The grouping of the world’s largest oil-producing countries, the Organisation of the Petroleum Exporting Countries (OPEC) and its allies, together known as OPEC+, decided to cut oil production by 2 million barrels per day (bpd) on Wednesday (October 5).
This is the largest cut since the beginning of the Covid-19 pandemic. Brent crude, the international benchmark, was up 28 cents or 0.3%, at $92.08 a barrel after the cut was announced, reported Reuters.
In light of recent falling gas prices, OPEC+ officials had decided in September to reduce oil output by a modest 100,000 bpd after they first agreed in the previous month to increase production by the same amount.
Established in 1960 by founding members Iran, Iraq, Kuwait, Saudi Arabia and Venezuela, OPEC has since expanded and now has 13 member states. With the addition of another 11 allied major oil-producing countries that include Russia, the grouping is known as OPEC+.
The objective of the organisation is to “coordinate and unify the petroleum policies of its Member Countries and ensure the stabilisation of oil markets in order to secure an efficient, economic and regular supply of petroleum to consumers, a steady income to producers and a fair return on capital for those investing in the petroleum industry,” according to the OPEC website.
Previously controlled by western-dominated multinational oil companies known as the “Seven Sisters,” OPEC sought to give the oil-producing nations greater influence over the global petroleum market. They account for roughly 40 per cent of the world’s crude oil and 80 per cent of the globe’s oil reserves, according to estimates from 2018. They usually meet every month to determine how much oil the member states will produce.
However, many allege that OPEC behaves like a cartel, determining the supply of oil and influencing its price in the world market.

[Saved data entries]
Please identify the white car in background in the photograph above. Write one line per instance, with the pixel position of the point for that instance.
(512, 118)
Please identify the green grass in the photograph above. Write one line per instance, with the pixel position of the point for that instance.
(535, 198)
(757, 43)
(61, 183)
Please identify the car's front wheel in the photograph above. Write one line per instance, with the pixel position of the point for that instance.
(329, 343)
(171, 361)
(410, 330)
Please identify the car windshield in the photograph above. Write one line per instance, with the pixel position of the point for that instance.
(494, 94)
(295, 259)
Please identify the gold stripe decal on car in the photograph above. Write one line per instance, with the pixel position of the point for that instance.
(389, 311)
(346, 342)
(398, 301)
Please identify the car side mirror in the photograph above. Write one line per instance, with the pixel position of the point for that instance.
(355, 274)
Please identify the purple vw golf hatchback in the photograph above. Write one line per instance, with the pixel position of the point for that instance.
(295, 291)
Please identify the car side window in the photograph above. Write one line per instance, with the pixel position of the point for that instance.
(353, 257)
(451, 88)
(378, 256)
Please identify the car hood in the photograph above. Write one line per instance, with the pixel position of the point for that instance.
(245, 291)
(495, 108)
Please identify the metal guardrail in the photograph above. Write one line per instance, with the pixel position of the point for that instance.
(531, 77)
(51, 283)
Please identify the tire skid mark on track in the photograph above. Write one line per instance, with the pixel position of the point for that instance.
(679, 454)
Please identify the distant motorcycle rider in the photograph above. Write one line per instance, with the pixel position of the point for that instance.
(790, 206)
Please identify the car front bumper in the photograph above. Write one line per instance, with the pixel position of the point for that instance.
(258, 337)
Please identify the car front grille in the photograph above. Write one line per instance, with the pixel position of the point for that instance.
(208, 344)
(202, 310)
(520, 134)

* **Questions to answer**
- A) Can you rewrite the paragraph of the OPEC+ article that begins "Established in 1960" as a short list that keeps its main facts?
- B) According to the OPEC+ article, why did officials decide in September to reduce oil output by 100,000 bpd? Answer in one to three sentences.

* **Answers**
- A)
- OPEC was founded in 1960 by Iran, Iraq, Kuwait, Saudi Arabia and Venezuela.
- It has since grown to 13 member states.
- With 11 more allied major oil-producing countries, including Russia, the grouping is called OPEC+.

- B) The officials made the cut in light of recent falling gas prices. It came after they had agreed the previous month to increase production by the same amount.